Given exercise => Transcribe all of the records precisely as they are presented.

[Stored items from a collection]
━━━━━━━━━━━━━━━━

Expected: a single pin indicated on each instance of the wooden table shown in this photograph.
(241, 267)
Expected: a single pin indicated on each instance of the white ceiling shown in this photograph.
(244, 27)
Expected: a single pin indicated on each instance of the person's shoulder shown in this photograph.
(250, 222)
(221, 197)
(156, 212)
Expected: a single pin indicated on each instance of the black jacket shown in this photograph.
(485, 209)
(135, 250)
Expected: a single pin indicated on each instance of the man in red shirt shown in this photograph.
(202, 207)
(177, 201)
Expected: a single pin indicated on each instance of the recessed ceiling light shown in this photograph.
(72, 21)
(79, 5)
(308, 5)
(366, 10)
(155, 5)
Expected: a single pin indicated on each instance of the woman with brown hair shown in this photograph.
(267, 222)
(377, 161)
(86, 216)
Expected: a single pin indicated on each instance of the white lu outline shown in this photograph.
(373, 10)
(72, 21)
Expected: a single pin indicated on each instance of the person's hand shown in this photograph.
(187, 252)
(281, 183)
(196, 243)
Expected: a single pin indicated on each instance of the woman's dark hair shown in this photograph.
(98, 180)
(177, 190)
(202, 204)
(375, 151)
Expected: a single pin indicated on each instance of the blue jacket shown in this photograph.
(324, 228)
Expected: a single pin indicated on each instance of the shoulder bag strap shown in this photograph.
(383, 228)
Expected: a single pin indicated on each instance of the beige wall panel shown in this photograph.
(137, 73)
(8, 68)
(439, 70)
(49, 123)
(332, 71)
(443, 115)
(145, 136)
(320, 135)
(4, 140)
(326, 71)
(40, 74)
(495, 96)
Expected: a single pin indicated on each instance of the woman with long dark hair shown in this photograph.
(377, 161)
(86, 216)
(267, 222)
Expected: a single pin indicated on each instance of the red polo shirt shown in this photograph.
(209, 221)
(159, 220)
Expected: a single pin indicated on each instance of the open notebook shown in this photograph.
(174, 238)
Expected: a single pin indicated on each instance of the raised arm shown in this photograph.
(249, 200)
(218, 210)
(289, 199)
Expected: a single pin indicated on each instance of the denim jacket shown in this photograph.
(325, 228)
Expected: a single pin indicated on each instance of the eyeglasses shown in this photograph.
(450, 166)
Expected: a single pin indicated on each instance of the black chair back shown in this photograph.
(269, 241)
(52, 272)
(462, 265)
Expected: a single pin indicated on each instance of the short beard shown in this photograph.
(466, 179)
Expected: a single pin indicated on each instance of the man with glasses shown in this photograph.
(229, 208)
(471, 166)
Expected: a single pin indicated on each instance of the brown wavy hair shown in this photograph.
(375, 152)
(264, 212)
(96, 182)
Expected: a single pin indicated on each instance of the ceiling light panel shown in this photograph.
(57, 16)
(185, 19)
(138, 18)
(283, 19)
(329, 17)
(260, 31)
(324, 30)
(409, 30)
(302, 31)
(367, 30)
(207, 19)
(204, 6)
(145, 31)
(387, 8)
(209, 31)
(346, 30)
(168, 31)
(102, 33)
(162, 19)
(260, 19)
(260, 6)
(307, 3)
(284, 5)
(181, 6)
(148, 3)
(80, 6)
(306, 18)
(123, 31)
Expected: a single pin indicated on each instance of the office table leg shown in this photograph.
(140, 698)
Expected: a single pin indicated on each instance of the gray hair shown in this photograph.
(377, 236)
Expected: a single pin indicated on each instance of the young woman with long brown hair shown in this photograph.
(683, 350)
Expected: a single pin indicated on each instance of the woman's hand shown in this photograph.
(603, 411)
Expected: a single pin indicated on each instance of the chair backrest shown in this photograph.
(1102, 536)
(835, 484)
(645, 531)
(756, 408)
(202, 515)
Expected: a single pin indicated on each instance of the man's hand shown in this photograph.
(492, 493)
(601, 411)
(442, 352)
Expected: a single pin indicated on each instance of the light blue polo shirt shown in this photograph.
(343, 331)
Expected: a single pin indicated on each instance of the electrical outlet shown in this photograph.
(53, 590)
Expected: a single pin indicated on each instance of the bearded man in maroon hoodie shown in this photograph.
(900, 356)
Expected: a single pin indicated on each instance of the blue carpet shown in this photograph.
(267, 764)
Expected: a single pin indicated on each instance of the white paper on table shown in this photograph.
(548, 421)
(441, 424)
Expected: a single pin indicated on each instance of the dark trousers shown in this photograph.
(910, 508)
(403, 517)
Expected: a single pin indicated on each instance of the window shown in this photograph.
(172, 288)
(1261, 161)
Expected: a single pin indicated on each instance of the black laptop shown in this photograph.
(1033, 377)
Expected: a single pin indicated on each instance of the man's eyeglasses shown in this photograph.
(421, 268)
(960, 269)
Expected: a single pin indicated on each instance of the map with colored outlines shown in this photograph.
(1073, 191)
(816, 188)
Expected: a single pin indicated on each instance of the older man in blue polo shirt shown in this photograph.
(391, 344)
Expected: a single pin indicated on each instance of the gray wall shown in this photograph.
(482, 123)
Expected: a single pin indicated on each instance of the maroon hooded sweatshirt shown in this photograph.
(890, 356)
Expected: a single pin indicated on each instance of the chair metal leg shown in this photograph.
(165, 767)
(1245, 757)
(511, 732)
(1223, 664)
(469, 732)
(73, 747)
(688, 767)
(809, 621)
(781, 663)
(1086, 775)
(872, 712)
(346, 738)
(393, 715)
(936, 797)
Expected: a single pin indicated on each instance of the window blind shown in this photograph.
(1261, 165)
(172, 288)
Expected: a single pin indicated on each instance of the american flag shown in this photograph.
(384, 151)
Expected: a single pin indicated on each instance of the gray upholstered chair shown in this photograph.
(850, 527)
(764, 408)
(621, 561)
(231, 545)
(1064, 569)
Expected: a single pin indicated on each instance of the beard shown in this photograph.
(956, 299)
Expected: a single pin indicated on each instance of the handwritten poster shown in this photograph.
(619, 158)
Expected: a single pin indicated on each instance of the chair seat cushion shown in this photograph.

━━━━━━━━━━━━━━━━

Complete response =>
Expected: a single pin indicated on each instance of the wooden table shown in this photograph.
(241, 267)
Expected: a single pin indicated on each instance of the white ceiling shown in this photograph.
(244, 27)
Expected: a single pin indicated on each instance of the person's shoulder shown in this photograph.
(250, 222)
(221, 197)
(156, 212)
Expected: a single pin indicated on each instance of the black jacket shown in this photograph.
(485, 209)
(135, 250)
Expected: a single pin indicated on each instance of the man in red shirt shown in this photograph.
(202, 207)
(177, 201)
Expected: a single pin indicated on each instance of the recessed ceiling light shown in this photograph.
(72, 21)
(79, 5)
(308, 5)
(366, 10)
(155, 5)
Expected: a single pin indicated on each instance of the woman with brown hair shown in this photograph.
(267, 222)
(377, 161)
(86, 216)
Expected: a single pin indicated on each instance of the white lu outline shown in this photograph.
(373, 10)
(72, 21)
Expected: a single pin indicated on each instance of the person's hand shown in this photograph.
(187, 252)
(281, 183)
(196, 243)
Expected: a single pin indicated on each instance of the woman's dark hair shown in this photograph.
(98, 180)
(177, 190)
(202, 204)
(375, 151)
Expected: a single pin indicated on each instance of the blue jacket shown in this photograph.
(324, 228)
Expected: a single pin indicated on each instance of the shoulder bag strap shown in this photograph.
(383, 228)
Expected: a single pin indicated on each instance of the beige wall panel shown in this photograph.
(137, 73)
(8, 68)
(439, 70)
(49, 123)
(332, 71)
(443, 115)
(145, 136)
(320, 135)
(4, 140)
(326, 71)
(40, 74)
(495, 96)
Expected: a single pin indicated on each instance of the woman with long dark hair shown in this photograph.
(377, 161)
(86, 216)
(267, 222)
Expected: a single pin indicated on each instance of the red polo shirt shown in this photograph.
(209, 221)
(159, 220)
Expected: a single pin indicated on each instance of the open notebook shown in this photograph.
(174, 238)
Expected: a single pin indicated on each instance of the raised arm shown in this photograph.
(249, 200)
(218, 210)
(289, 199)
Expected: a single pin indicated on each instance of the denim jacket shown in this photograph.
(325, 228)
Expected: a single pin indicated on each instance of the eyeglasses shown in this photograph.
(450, 166)
Expected: a single pin indicated on each instance of the black chair back shown in this photograph.
(269, 241)
(52, 272)
(462, 265)
Expected: a single pin indicated on each instance of the short beard shown in this photograph.
(466, 179)
Expected: a single pin indicated on each instance of the man with glasses shown in this photograph.
(229, 208)
(471, 166)
Expected: a single pin indicated on each instance of the brown wavy hair shown in this photograph.
(375, 152)
(264, 212)
(96, 182)
Expected: a single pin indicated on each instance of the ceiling light panel shown in this photograph.
(57, 16)
(185, 19)
(138, 18)
(283, 19)
(329, 17)
(260, 31)
(324, 30)
(409, 30)
(302, 31)
(367, 30)
(207, 19)
(204, 6)
(145, 31)
(387, 8)
(209, 31)
(346, 30)
(168, 31)
(102, 33)
(162, 19)
(260, 19)
(260, 6)
(307, 3)
(284, 5)
(181, 6)
(148, 3)
(80, 6)
(306, 18)
(123, 31)
Expected: a single pin indicated on each instance of the office table leg shown in this photograph.
(140, 698)
Expected: a single pin indicated on each instance of the gray hair shown in this photograph.
(377, 236)
Expected: a single pin indicated on each instance of the young woman with long brown hair shown in this photograph.
(683, 350)
Expected: a single pin indicated on each instance of the woman's hand shown in this photograph.
(603, 411)
Expected: a single pin indicated on each instance of the chair backrest shown in this photograph.
(1102, 536)
(835, 484)
(645, 531)
(756, 408)
(202, 515)
Expected: a single pin indicated on each instance of the man's hand shown in this photograph.
(492, 493)
(601, 411)
(442, 352)
Expected: a single pin indicated on each instance of the light blue polo shirt shown in this photograph.
(343, 331)
Expected: a single pin indicated on each instance of the electrical outlet shown in this photograph.
(53, 590)
Expected: a single pin indicated on each instance of the bearded man in maroon hoodie shown in this photograph.
(900, 356)
Expected: a single pin indicated on each instance of the blue carpet shown in this photograph.
(267, 764)
Expected: a single pin indicated on each instance of the white paper on table shown in this photograph.
(548, 421)
(441, 424)
Expected: a single pin indicated on each instance of the dark trousers shown in this photograph.
(910, 508)
(403, 517)
Expected: a single pin indicated on each instance of the window shown in this photograph.
(172, 288)
(1261, 161)
Expected: a single pin indicated on each instance of the black laptop shown in this photograph.
(1033, 377)
Expected: a single pin indicated on each instance of the man's eyeglasses shown in this photograph.
(421, 268)
(960, 269)
Expected: a single pin indicated on each instance of the map with colored outlines shown in this photograph.
(1073, 191)
(816, 188)
Expected: a single pin indicated on each instance of the older man in blue polo shirt shown in this photograph.
(391, 344)
Expected: a single pin indicated on each instance of the gray wall shown in this photograph.
(482, 123)
Expected: a single pin indicated on each instance of the maroon hooded sweatshirt shown in this photograph.
(890, 356)
Expected: a single pin indicated on each instance of the chair metal leg shown in this photograph.
(165, 767)
(1245, 757)
(511, 732)
(1223, 664)
(469, 732)
(73, 747)
(688, 767)
(809, 621)
(781, 663)
(1086, 775)
(872, 712)
(346, 738)
(393, 715)
(936, 797)
Expected: a single pin indicated on each instance of the window blind shown in this photograph.
(1261, 165)
(172, 288)
Expected: a single pin indicated on each instance of the american flag shown in this photograph.
(384, 151)
Expected: a single pin indicated on each instance of the gray upholstered chair shown in this photograph.
(850, 527)
(764, 408)
(621, 561)
(231, 545)
(1064, 569)
Expected: a single pin indicated on each instance of the beard shown in this photograph.
(956, 299)
Expected: a single pin indicated on each instance of the handwritten poster shown in this photograph.
(619, 158)
Expected: a single pin indicated on each instance of the chair seat cushion shown in this photograph.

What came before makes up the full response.